WRITTEN EXERCISE » Quote every line as given.

Rows from a dataset
=-=-=-=-=

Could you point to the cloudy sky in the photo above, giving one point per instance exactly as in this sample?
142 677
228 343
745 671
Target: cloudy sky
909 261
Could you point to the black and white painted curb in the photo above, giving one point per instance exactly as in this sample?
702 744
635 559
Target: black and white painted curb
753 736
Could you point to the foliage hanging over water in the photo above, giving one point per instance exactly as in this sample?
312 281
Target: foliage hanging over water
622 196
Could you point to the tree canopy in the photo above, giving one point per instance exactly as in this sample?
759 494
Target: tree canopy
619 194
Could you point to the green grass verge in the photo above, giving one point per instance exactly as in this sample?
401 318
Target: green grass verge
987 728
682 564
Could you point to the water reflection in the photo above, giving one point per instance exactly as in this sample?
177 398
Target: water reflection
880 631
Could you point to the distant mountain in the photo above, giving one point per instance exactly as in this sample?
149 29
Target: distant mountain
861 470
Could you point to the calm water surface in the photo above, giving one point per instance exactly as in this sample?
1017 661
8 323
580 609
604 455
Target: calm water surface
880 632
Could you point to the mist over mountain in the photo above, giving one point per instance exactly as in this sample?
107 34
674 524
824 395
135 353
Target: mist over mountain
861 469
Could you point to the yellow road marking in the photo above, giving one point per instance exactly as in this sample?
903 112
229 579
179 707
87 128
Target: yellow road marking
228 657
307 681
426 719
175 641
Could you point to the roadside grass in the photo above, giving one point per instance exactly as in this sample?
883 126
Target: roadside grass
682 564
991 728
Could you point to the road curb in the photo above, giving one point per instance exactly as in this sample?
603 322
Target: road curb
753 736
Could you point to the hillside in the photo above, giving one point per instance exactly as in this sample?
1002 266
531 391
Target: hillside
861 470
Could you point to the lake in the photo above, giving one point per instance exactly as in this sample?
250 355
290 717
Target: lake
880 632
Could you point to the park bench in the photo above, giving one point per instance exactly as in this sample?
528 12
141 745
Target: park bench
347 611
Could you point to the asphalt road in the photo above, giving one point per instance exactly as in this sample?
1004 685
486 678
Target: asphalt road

=-=-=-=-=

EXERCISE SOLUTION »
Could you point to the cloudy sky in the photo above, giving one point per instance exactly as in this sample?
142 677
228 343
745 671
Target: cloudy sky
909 261
Could you point to the black and white painted curb in the photo above, giving one point per instance exactly as in this sample?
702 744
635 559
Target: black and white painted curb
753 736
Could you point to the foliage hanging over water in the photo above, giving one point per instance exactly as in this sample?
312 281
Target: foliage hanging over water
622 196
Could you point to the tree canopy in the photo above, giving one point per instance exactly as in this sample?
759 494
Target: tree canopy
619 194
Could you point to the green grass verge in the photo above, giving one point per instance exactly as in this sample?
401 318
Target: green grass verge
987 728
682 564
Could you point to the water reflection in the photo above, giving one point per instance exactly as in this sample?
177 398
Target: water reflection
880 631
Could you point to the distant mountain in the photo above, giving one point per instance exactly as in this sample?
149 29
Target: distant mountain
861 470
Could you point to the calm water surface in the photo above, giving one point per instance exactly as in this sample?
1017 661
8 323
580 609
604 455
Target: calm water surface
880 632
Could you point to the mist over mountain in the photo above, giving one point per instance exactly as in this sample?
107 34
674 524
824 395
135 353
Target: mist over mountain
861 469
Could you point to the yellow road marking in the photo above, giving one point per instance exactly as in this sample?
903 112
229 579
179 707
87 128
Target: yellow road marking
228 657
307 681
426 719
175 641
Could you point to the roadside grass in the photo above, giving one point per instance exactly as in this sample?
883 126
Target: roadside grass
682 564
991 728
Could you point to the road curb in the photo above, giving one point per instance exactly as in this sample?
603 322
Target: road curb
753 736
Could you point to the hillside in the photo above, giving one point per instance exactly as in this sample?
1002 266
531 391
Target: hillside
861 470
Could you point to the lake in the photo above, giving one point per instance exactly as in this sample?
250 355
290 717
Target: lake
880 632
Could you point to the park bench in the photo above, giving one point per instance exactly as in this sample?
528 12
141 745
Target: park bench
347 611
Could you point to the asphalt road in the photo above, giving one point per instance exactly as in this sample?
1004 685
486 678
Target: asphalt road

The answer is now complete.